╭─ Extracted entries

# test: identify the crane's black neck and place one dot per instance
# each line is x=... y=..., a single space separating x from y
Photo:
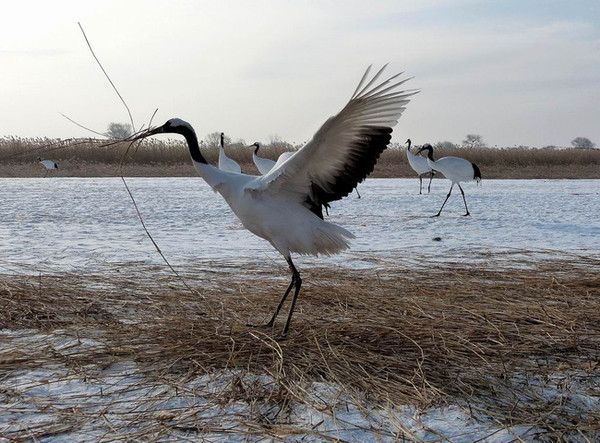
x=429 y=150
x=192 y=141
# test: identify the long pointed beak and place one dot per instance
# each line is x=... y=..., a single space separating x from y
x=149 y=132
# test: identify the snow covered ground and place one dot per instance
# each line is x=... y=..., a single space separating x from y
x=73 y=222
x=55 y=225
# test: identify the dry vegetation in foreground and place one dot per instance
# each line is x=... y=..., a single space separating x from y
x=430 y=337
x=88 y=158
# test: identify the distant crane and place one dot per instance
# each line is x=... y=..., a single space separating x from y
x=285 y=206
x=455 y=169
x=420 y=166
x=226 y=163
x=48 y=164
x=264 y=165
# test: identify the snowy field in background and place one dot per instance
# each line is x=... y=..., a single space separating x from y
x=73 y=223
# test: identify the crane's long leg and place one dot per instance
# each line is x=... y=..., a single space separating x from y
x=464 y=199
x=297 y=283
x=447 y=197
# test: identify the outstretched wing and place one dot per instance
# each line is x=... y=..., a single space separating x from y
x=345 y=149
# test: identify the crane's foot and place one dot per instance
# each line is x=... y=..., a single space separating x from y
x=260 y=326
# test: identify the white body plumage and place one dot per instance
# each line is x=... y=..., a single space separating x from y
x=226 y=163
x=455 y=169
x=284 y=206
x=420 y=166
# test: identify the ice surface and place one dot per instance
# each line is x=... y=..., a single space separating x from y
x=74 y=223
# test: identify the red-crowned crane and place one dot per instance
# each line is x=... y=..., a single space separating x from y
x=48 y=164
x=420 y=166
x=455 y=169
x=226 y=163
x=285 y=206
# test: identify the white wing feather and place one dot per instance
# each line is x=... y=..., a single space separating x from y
x=344 y=150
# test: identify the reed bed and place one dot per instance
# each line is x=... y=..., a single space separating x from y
x=89 y=157
x=482 y=336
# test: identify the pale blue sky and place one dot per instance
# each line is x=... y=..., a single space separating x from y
x=516 y=72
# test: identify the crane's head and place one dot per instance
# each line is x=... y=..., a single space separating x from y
x=256 y=146
x=172 y=126
x=426 y=147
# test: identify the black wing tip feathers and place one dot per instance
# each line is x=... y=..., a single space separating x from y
x=476 y=172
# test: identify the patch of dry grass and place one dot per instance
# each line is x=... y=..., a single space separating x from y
x=441 y=334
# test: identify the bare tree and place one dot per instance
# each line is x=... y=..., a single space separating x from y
x=473 y=141
x=445 y=145
x=118 y=130
x=583 y=143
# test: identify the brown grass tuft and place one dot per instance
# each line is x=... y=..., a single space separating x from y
x=401 y=336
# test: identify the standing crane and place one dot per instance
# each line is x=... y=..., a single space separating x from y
x=420 y=166
x=285 y=206
x=226 y=163
x=455 y=169
x=48 y=164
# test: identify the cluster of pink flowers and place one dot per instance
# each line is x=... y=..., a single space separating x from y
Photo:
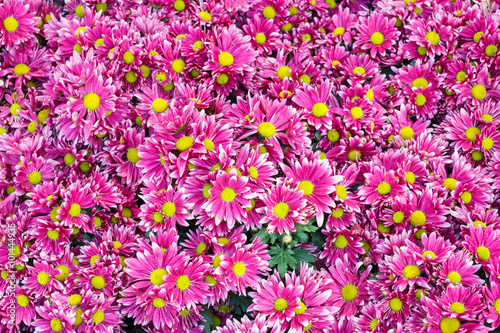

╰─

* **Problem to work on**
Please repeat all of the entries above word for word, but drop any pictures.

* **Task answer**
# test: identify the crane's black neck and place one dot per instance
# each line is x=... y=..., a single space separating x from y
Photo:
x=429 y=150
x=192 y=141
# test: identify the long pointed beak and place one dot per instance
# each line is x=... y=..., a single space separating x from y
x=149 y=132
# test: identify the snow covered ground and place one dot per instance
# each line is x=... y=..., a single space separating x from y
x=73 y=222
x=55 y=225
# test: identify the dry vegetation in foreground and place one dot per instance
# each line is x=... y=..., a single space separating x from y
x=430 y=337
x=88 y=158
# test: identify the distant crane and place one dot per instance
# each line is x=... y=..., a single space separating x from y
x=285 y=206
x=455 y=169
x=420 y=166
x=226 y=163
x=48 y=164
x=264 y=165
# test: identify the snowy field in background and place one dot per instance
# each line is x=... y=..., a single space separating x from y
x=73 y=223
# test: identify the crane's long leg and place one dot per instance
# each line is x=... y=..., a single space separating x from y
x=464 y=199
x=297 y=283
x=447 y=197
# test: identify the outstretched wing and place one dot per instance
# each line is x=... y=..., a single space separating x from y
x=345 y=149
# test: identify the crane's foot and place one dot per instance
# each line is x=... y=..., a single space separating x from y
x=260 y=326
# test: identify the white body plumage and place one dot per instance
# each line is x=... y=..., a single space separating x from y
x=226 y=163
x=455 y=169
x=284 y=206
x=420 y=166
# test: identify the ice surface and place one dot per instance
# each line is x=... y=..., a single space separating x from y
x=74 y=223
# test: identify the red-crowned crane and place one dot per instance
# each line is x=... y=..., a single space separating x from y
x=48 y=164
x=420 y=166
x=455 y=169
x=226 y=163
x=285 y=206
# test: identify the white wing feather and place one dot per instance
# each line is x=... y=..., a single space separating x from y
x=344 y=150
# test: identify the reed bed and place one dot per instance
# each line is x=... y=..., a single space separating x from y
x=89 y=157
x=482 y=336
# test: identify the pale blue sky and place one dot per instance
# each line is x=... y=..., a single space separating x from y
x=516 y=72
# test: identify the crane's head and place one dot per instance
# each line is x=... y=..., a single space separating x from y
x=256 y=146
x=172 y=126
x=426 y=147
# test: identify the black wing tip feathers and place one dot per instance
# each line is x=... y=..., a single space separating x from y
x=476 y=172
# test: identify the patch of dry grass and place one dot per instance
# each line is x=... y=..., a single space separating x from y
x=441 y=334
# test: identify the bare tree and place one dot per instance
# each line is x=... y=..., a single space separating x from y
x=473 y=141
x=445 y=145
x=118 y=130
x=583 y=143
# test: identify the brown grass tuft and place one dot per instance
# each line is x=... y=..., a single space separating x from y
x=401 y=336
# test: identify the standing crane and place one dot per instance
# each line is x=... y=..., a single space separating x from y
x=420 y=166
x=285 y=206
x=226 y=163
x=455 y=169
x=48 y=164
# test: identify the cluster of pink flowers and place one dot per instance
# each line is x=... y=..., a single space separating x from y
Photo:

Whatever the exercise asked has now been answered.